Compte rendu de la 13ème édition du PIFFF
- Stella Parisi
- 27 déc. 2024
- 7 min de lecture
Dernière mise à jour : 29 déc. 2024
Le PIFFF (Paris International Fantastic Film Festival) s’est imposé comme le festival de films de genre incontournable de la Ville Lumière. Cette treizième édition a eu lieu sur une semaine, du 4 au 10 décembre au Max Linder Panorama, et s’est inscrite comme historique en explosant les records de fréquentation du festival depuis sa création. Étant la deuxième édition à laquelle j’ai eu la joie d’assister, j’estime être en mesure d’affirmer que le PIFFF rayonne par son ambiance chaleureuse et bienveillante, proportionnelle à l’investissement de son équipe passionnée ainsi qu’à la haute qualité de sa programmation. Je tenterai d’en rendre compte le plus fidèlement possible en passant en revue les séances les plus marquantes auxquelles j’ai pu assister, de son ouverture à sa clôture, en explorant longs-métrages en compétition, hors-compétition, ainsi que ses rétrospectives.

Pour ouvrir le bal, j’ai eu le plaisir mitigé de découvrir Ick de Joseph Kahn en séance d’ouverture. Ick reprend tous les codes du teen-movie américain et les mélange au genre du film de zombie, le tout sous forme comique. On y suit un groupe de lycéens, accompagnés de leur professeur de sciences, dans une petite ville américaine qui va soudainement être envahie par une forme de vie inconnue. Tapi dans l’ombre, ce mal en apparence inoffensif ne tardera pas à posséder leur corps, en les vidant de leur humanité. Le réalisateur, nous l’ayant vendu comme une comédie horrifique légère adaptée a tous types de publics, ne contribua que davantage à ma déception après le visionnage d’une sorte de mélange raté entre Don’t look up et The Invasion of the Body Snatchers. Son humour, au mauvais goût de sarcasme réactionnaire, n’est aucunement rattrapé par ses effets spéciaux bon marchés à base de CGI ratée. Une ouverture bien moins mémorable que celle de la 12ème édition avec le mythique Godzilla Minus One, mais bien rattrapée par le reste de la programmation.

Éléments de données
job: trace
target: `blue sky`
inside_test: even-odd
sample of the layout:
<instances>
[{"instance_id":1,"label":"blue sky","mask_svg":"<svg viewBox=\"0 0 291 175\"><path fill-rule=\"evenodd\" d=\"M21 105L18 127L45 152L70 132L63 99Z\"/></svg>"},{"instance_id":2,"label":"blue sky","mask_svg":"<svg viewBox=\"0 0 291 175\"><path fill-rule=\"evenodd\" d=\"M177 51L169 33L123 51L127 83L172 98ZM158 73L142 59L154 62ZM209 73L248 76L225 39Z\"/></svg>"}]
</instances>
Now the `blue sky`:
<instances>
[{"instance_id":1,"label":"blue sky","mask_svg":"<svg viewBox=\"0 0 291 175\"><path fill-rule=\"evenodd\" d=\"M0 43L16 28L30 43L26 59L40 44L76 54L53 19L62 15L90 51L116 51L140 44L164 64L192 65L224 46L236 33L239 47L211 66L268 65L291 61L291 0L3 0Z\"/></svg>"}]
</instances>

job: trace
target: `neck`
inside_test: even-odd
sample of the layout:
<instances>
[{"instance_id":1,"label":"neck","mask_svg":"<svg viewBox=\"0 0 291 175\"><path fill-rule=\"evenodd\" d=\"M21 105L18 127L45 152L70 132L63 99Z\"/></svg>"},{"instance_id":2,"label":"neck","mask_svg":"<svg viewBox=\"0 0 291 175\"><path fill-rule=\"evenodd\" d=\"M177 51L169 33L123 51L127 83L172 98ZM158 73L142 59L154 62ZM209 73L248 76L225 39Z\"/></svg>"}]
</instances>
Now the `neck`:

--- Travail demandé ---
1. Énumérez tous les titres de films cités dans le compte rendu.
2. Relevez chacune des lignes de données qui contient la chaîne « path ».

--- Réponses successives ---
1. Ick ; Don’t look up ; The Invasion of the Body Snatchers ; Godzilla Minus One

2.
[{"instance_id":1,"label":"blue sky","mask_svg":"<svg viewBox=\"0 0 291 175\"><path fill-rule=\"evenodd\" d=\"M21 105L18 127L45 152L70 132L63 99Z\"/></svg>"},{"instance_id":2,"label":"blue sky","mask_svg":"<svg viewBox=\"0 0 291 175\"><path fill-rule=\"evenodd\" d=\"M177 51L169 33L123 51L127 83L172 98ZM158 73L142 59L154 62ZM209 73L248 76L225 39Z\"/></svg>"}]
[{"instance_id":1,"label":"blue sky","mask_svg":"<svg viewBox=\"0 0 291 175\"><path fill-rule=\"evenodd\" d=\"M0 43L16 28L30 43L26 59L40 44L76 54L53 19L62 15L90 51L116 51L140 44L164 64L192 65L224 46L236 33L239 47L211 66L268 65L291 61L291 0L3 0Z\"/></svg>"}]
[{"instance_id":1,"label":"neck","mask_svg":"<svg viewBox=\"0 0 291 175\"><path fill-rule=\"evenodd\" d=\"M21 105L18 127L45 152L70 132L63 99Z\"/></svg>"},{"instance_id":2,"label":"neck","mask_svg":"<svg viewBox=\"0 0 291 175\"><path fill-rule=\"evenodd\" d=\"M177 51L169 33L123 51L127 83L172 98ZM158 73L142 59L154 62ZM209 73L248 76L225 39Z\"/></svg>"}]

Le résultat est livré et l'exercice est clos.